Task description
In the text on The Phoenix Transformed, what is the name of the Spirit of Darkness that Bisochim gives bodily form?

Saturday, September 05, 2009

The Phoenix Transformed by Mercedes Lackey and James Mallory

They were too late. When Tiercel Rolfort and Harrier Gillain left the city of Armethalieh to see what was causing Tyr's nightmares and hopefully cure it, they discovered that they were meant to travel south and prevent the return of a great evil to the world. Bisochim, a WildMage of the Isavieni people, had been in contact with an otherworldly evil that played him masterfully, convincing him that true balance meant returning the Spirit of Darkness to the land and imprisoning it in a human body.

But they are too late, and Bisochim discovers, also too late, that the Spirit, a female of the Otherworld named Ahairan, has been given bodily form by Bisochim. But far from being "Imprisoned" by such a form, it frees her to do more evil in the world, and to bring through the rest of her people and create a hell on earth.

Supplied material

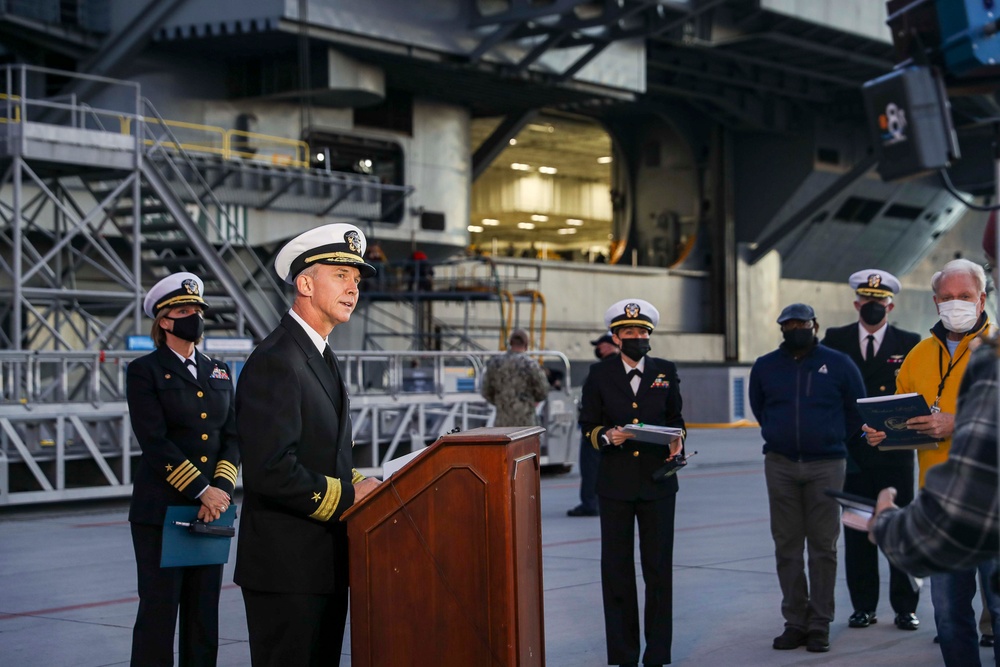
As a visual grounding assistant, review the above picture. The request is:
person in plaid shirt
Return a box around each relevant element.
[866,214,1000,667]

Result for this task
Ahairan